• DO THIS: Exactly repeat the material, dropping only the pictures.

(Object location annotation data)
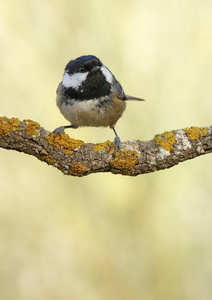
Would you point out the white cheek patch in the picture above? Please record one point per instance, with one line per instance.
(74, 80)
(108, 75)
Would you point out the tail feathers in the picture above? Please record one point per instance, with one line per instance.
(128, 97)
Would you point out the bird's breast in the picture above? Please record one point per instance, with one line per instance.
(104, 111)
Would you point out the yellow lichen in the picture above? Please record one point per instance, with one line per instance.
(31, 127)
(196, 133)
(7, 125)
(125, 161)
(64, 142)
(165, 140)
(101, 146)
(78, 169)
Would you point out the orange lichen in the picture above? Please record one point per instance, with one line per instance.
(64, 142)
(165, 140)
(78, 169)
(101, 146)
(125, 161)
(7, 125)
(48, 159)
(31, 127)
(196, 133)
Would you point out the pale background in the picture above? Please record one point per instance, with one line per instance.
(107, 236)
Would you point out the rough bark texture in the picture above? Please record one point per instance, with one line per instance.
(74, 157)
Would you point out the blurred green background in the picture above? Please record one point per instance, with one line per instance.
(107, 236)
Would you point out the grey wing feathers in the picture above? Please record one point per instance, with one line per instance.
(121, 94)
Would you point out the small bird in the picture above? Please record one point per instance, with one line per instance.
(89, 95)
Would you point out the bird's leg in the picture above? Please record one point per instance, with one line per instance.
(61, 129)
(116, 141)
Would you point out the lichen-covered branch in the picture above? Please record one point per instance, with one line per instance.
(74, 157)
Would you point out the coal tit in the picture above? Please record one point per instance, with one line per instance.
(89, 95)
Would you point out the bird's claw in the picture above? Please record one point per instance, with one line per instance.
(116, 142)
(59, 130)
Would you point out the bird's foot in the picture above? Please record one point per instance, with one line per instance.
(116, 142)
(59, 130)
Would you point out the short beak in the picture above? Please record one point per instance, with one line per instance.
(95, 69)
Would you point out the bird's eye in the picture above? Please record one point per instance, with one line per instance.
(82, 69)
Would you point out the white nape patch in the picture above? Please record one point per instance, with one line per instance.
(108, 75)
(74, 80)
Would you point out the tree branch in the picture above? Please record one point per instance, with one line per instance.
(74, 157)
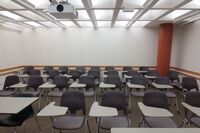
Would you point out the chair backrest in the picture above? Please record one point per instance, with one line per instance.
(172, 75)
(95, 73)
(155, 99)
(112, 72)
(10, 80)
(23, 114)
(75, 74)
(34, 82)
(127, 68)
(95, 68)
(28, 69)
(189, 83)
(143, 68)
(74, 100)
(152, 73)
(132, 73)
(47, 69)
(81, 69)
(192, 98)
(35, 73)
(61, 82)
(88, 80)
(114, 80)
(109, 68)
(53, 73)
(138, 80)
(162, 80)
(63, 69)
(115, 99)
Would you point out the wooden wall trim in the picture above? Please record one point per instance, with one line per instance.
(187, 72)
(11, 68)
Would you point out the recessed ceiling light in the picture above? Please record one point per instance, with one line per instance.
(10, 15)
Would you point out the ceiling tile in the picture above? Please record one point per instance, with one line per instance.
(103, 14)
(133, 3)
(103, 23)
(121, 23)
(85, 24)
(140, 23)
(173, 15)
(103, 3)
(167, 3)
(152, 14)
(126, 15)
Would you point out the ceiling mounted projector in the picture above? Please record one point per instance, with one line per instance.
(62, 10)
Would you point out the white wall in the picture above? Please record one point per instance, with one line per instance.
(186, 47)
(86, 46)
(10, 49)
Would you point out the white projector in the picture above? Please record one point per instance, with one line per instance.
(63, 10)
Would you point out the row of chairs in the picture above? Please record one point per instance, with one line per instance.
(114, 99)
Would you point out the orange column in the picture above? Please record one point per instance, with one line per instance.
(164, 48)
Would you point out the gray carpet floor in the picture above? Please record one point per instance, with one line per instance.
(135, 116)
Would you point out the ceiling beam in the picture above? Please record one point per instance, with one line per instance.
(9, 10)
(116, 11)
(186, 16)
(7, 19)
(88, 4)
(29, 6)
(147, 6)
(10, 28)
(171, 10)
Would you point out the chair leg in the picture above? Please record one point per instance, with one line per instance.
(23, 125)
(87, 125)
(142, 122)
(15, 130)
(38, 124)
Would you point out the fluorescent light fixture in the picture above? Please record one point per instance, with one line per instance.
(173, 15)
(49, 24)
(33, 24)
(140, 23)
(192, 4)
(133, 3)
(103, 3)
(121, 23)
(103, 14)
(30, 14)
(10, 15)
(68, 23)
(82, 15)
(126, 15)
(10, 5)
(12, 25)
(167, 3)
(103, 23)
(76, 3)
(40, 3)
(86, 24)
(152, 14)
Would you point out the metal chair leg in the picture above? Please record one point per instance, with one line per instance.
(38, 124)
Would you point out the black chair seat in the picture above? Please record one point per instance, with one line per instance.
(7, 93)
(68, 122)
(34, 93)
(55, 93)
(8, 122)
(112, 122)
(195, 121)
(160, 122)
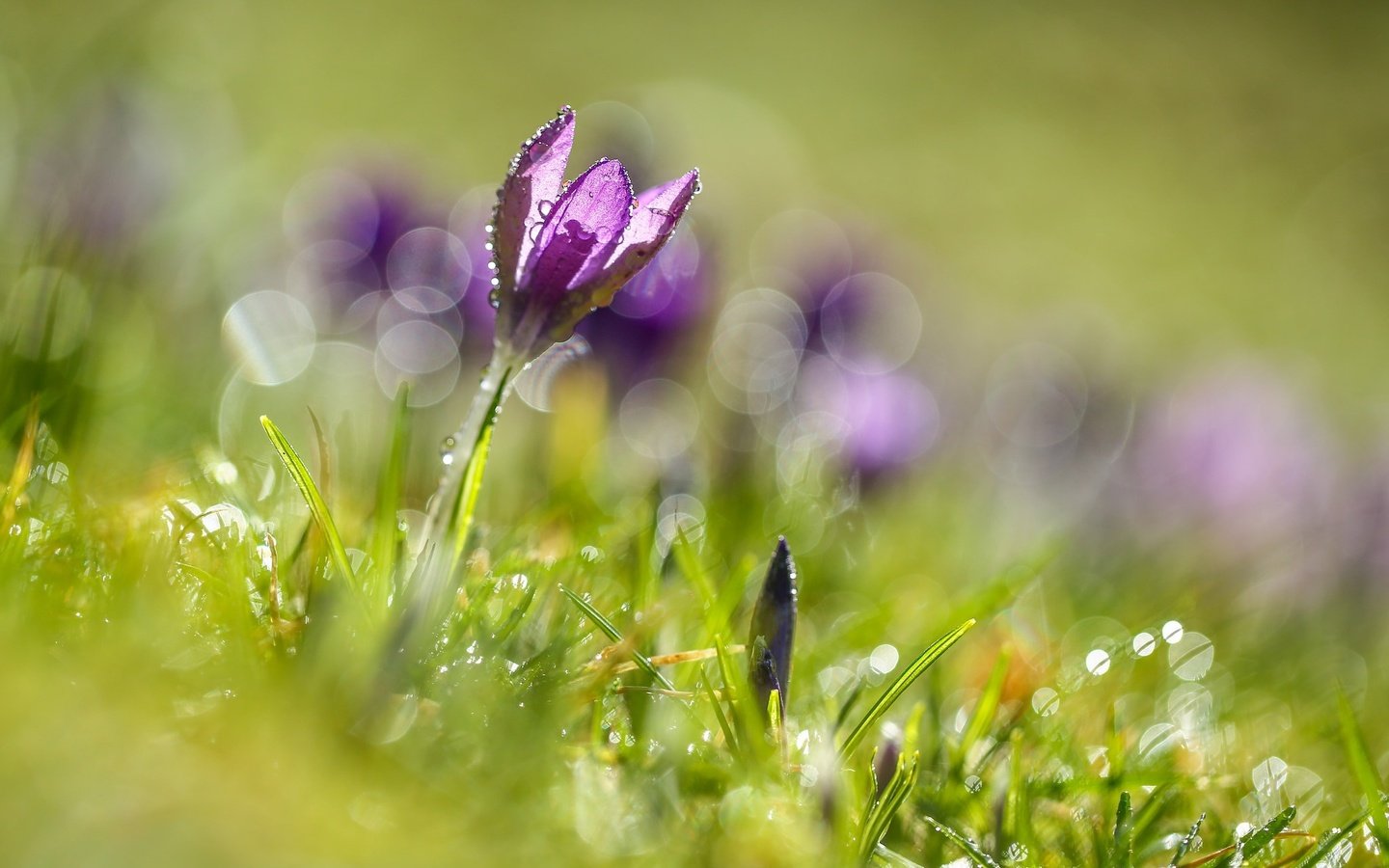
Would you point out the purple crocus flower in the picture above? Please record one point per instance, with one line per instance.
(353, 231)
(101, 176)
(562, 250)
(884, 421)
(1239, 457)
(640, 334)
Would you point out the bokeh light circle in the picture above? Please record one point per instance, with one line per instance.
(271, 335)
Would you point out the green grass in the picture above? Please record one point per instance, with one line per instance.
(204, 630)
(221, 647)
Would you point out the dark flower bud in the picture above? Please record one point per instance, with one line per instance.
(774, 631)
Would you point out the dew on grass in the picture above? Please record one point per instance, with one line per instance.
(1036, 396)
(432, 258)
(46, 315)
(536, 384)
(1143, 644)
(1158, 741)
(678, 514)
(1269, 775)
(756, 352)
(883, 660)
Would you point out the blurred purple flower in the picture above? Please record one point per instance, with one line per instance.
(103, 173)
(642, 332)
(1237, 457)
(884, 421)
(561, 250)
(885, 760)
(1366, 524)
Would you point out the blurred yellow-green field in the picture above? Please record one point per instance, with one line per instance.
(1067, 318)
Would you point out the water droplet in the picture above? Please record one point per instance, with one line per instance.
(1045, 701)
(1173, 632)
(1098, 663)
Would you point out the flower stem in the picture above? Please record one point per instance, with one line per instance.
(456, 496)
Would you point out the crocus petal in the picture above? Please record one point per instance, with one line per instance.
(583, 231)
(657, 213)
(761, 678)
(532, 186)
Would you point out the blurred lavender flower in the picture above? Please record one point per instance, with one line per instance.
(1238, 458)
(642, 332)
(561, 250)
(369, 239)
(773, 634)
(878, 423)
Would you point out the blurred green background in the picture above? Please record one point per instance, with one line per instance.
(1202, 176)
(1155, 189)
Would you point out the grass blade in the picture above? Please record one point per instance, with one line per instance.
(969, 848)
(1255, 842)
(1331, 842)
(313, 498)
(1124, 832)
(899, 687)
(988, 704)
(615, 635)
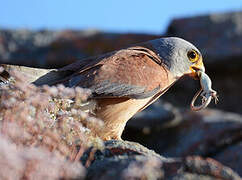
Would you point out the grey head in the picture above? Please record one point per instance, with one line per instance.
(180, 56)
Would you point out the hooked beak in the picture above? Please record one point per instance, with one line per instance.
(196, 68)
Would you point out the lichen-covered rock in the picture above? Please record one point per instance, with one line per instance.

• SOLUTION TO THE PROBLEM:
Would you point out the white cheek patch in the picture above? Please record one point per instance, with one line per instance.
(74, 80)
(108, 75)
Would you point out the tail feathers in the picture above? Please record one point per instance, with one line per instance.
(128, 97)
Would you point out the bird's breast in the picture above? Please record one point per instance, with one line per instance.
(104, 111)
Would you point out the yellow lichen in the picture above? Please record one point per instance, with one line per instance.
(31, 127)
(196, 133)
(7, 125)
(125, 161)
(64, 142)
(165, 140)
(101, 146)
(78, 169)
Would you point out the orange lichen in the picture above? Please record one point per instance, with one line per instance.
(64, 142)
(165, 140)
(78, 169)
(101, 146)
(125, 161)
(7, 125)
(48, 159)
(31, 127)
(196, 133)
Would you point out the pale background in the picture above? Please record one point per instance, with one line per instance.
(107, 236)
Would you point out the rough bark texture in the picture above? Please record one point per instance, with one line per instance.
(74, 157)
Would you point out the blurred green background in the picture above? Please record one point per instance, with one line per instance.
(107, 236)
Would you point out the grey wing feathers in the picture above? Please record one point per instance, with one line per instance.
(121, 94)
Would you point out the small bird in the picture above? Please record one point per instance, with one line per instance.
(89, 95)
Would you point out the bird's leg in the picture above? Please record one point per instance, with one line per instance.
(61, 129)
(116, 141)
Would you point out the lichen-covered branch in the picture above? Please record one point per instance, with one line per instance.
(74, 157)
Would you point out the coal tit in the picture above? Please record one point per instance, with one line per instance.
(89, 95)
Would you point out the bird's claw in the picture above? Please record one point per instance, with one line per instance.
(116, 142)
(59, 130)
Would you point out the bird's foot in the picture above? Please record one point per instance, with one line per instance.
(116, 142)
(59, 130)
Would you point out the short beak in the picture above? Please record one point per instance, with one line per instance.
(95, 69)
Would you point out the bird's eye in the picture above? Please record one point per instance, with one line per instance.
(82, 69)
Would you point out the white nape patch in the picture above? Please record one point per instance, with one line per instance.
(108, 75)
(74, 80)
Would you point out the tree branch in the picture above? Please record one point per instance, with one line per instance.
(74, 157)
Would you point out the chair backrest in the picture above? Please record one point per instance, with one line per instance.
(172, 75)
(95, 73)
(155, 99)
(112, 72)
(10, 80)
(23, 114)
(75, 74)
(34, 82)
(127, 68)
(95, 68)
(28, 69)
(189, 83)
(143, 68)
(74, 100)
(152, 73)
(132, 73)
(47, 69)
(81, 69)
(192, 98)
(35, 73)
(61, 82)
(88, 80)
(114, 80)
(109, 68)
(53, 73)
(138, 80)
(162, 80)
(63, 69)
(115, 99)
Would you point out the wooden wall trim in the picture above? Please record one point per instance, with one line per instance.
(187, 72)
(11, 68)
Would you point out the recessed ceiling light in the picture above? Please record one point per instance, with one line per instance.
(10, 15)
Would you point out the ceiling tile in the picture above? Please record one point per instance, with one line per instance.
(103, 14)
(133, 3)
(103, 23)
(121, 23)
(85, 24)
(140, 23)
(173, 15)
(103, 3)
(167, 3)
(152, 14)
(126, 15)
Would you point out the ceiling mounted projector in the picture above? Please record one point per instance, with one line per instance.
(62, 10)
Would you point out the white wall in the picture above? Please record one point per instance, with one line per instance.
(186, 47)
(86, 46)
(10, 49)
Would you point out the white projector in the picture above? Please record one point per instance, with one line per instance.
(63, 10)
Would you point out the row of chairs in the picture above? Please record one point per instance, with one line per instance.
(114, 99)
Would you point out the orange column in the picture above? Please record one point per instance, with one line per instance.
(164, 48)
Would you point out the gray carpet floor in the picture above? Please record one point per instance, with one line per instance.
(135, 116)
Would you point out the ceiling beam in the picture above? Please record one point per instance, with one line per instance.
(9, 10)
(116, 11)
(186, 16)
(7, 19)
(88, 4)
(29, 6)
(147, 6)
(10, 28)
(171, 10)
Would you point out the chair leg in the picture above? Please record one point per instance, with one line per instance.
(23, 125)
(87, 125)
(142, 122)
(15, 130)
(38, 124)
Would you point out the fluorescent light fixture in the picture above? Please record one point per instance, with one line per instance.
(173, 15)
(49, 24)
(33, 24)
(140, 23)
(192, 4)
(133, 3)
(103, 3)
(121, 23)
(103, 14)
(30, 14)
(10, 15)
(68, 23)
(82, 15)
(126, 15)
(10, 5)
(12, 25)
(167, 3)
(103, 23)
(76, 3)
(40, 3)
(86, 24)
(152, 14)
Would you point out the metal chair leg in the picture above? Please record one point per instance, with one line per instance.
(38, 124)
Would you point out the black chair seat in the picture above? Please record one point per instance, with one line per instance.
(7, 93)
(68, 122)
(34, 93)
(55, 93)
(8, 122)
(112, 122)
(195, 121)
(160, 122)
Would you point out the purple crocus flower in the picture above? Please record one point per instance, with one line per instance.
(353, 231)
(101, 176)
(562, 250)
(884, 421)
(1239, 457)
(640, 334)
Would you point out the bokeh light circle in the picture above? Please record one point per instance, with one line per instance.
(271, 335)
Would you point out the green grass in the picture above? Please record one point per instance, with one line per instance.
(204, 630)
(221, 647)
Would you point out the dark flower bud in the picture above? Please record one point per instance, with one line per instance.
(774, 631)
Would you point out the dew on grass in the picture above? Please record one point per instance, with one line per instance.
(1036, 396)
(432, 258)
(46, 315)
(536, 384)
(1143, 644)
(1158, 741)
(678, 514)
(1269, 775)
(756, 352)
(883, 660)
Would you point out the blurred purple flower in the picture above? Please record one point per instance, with one line per instance.
(103, 173)
(642, 332)
(1237, 457)
(884, 421)
(561, 250)
(885, 760)
(1366, 524)
Would you point out the blurred yellow-green field in the picture above? Please record one point per instance, with one line per instance.
(1067, 318)
Would you point out the water droplet in the picture above? Please record one point per instance, with one line per instance.
(1045, 701)
(1173, 632)
(1098, 663)
Would you point out the flower stem in the picture above? Please record one point per instance, with one line per instance.
(456, 496)
Would you point out the crocus petal in the picture above? Please record one point per instance, with one line per instance.
(583, 231)
(657, 213)
(761, 678)
(532, 186)
Would you point out the blurred lavender flower in the picture above? Please record one point per instance, with one line per instance.
(1238, 458)
(642, 332)
(561, 250)
(369, 239)
(773, 634)
(878, 423)
Would you point out the blurred green background in the picture above? Please record one point per instance, with one line per instance.
(1202, 176)
(1155, 189)
Would you point out the grass blade in the picture above? Please record one point per instance, with one line per instance.
(969, 848)
(1255, 842)
(1331, 842)
(313, 498)
(1124, 832)
(899, 687)
(988, 704)
(615, 635)
Would you point out the grey head in the picture above? Please record one point per instance, with one line per instance.
(180, 56)
Would you point out the hooked beak in the picture above? Please record one point per instance, with one line per instance.
(196, 68)
Would you point out the lichen-covered rock in the picture above? Please record one point per instance, with one line per instance.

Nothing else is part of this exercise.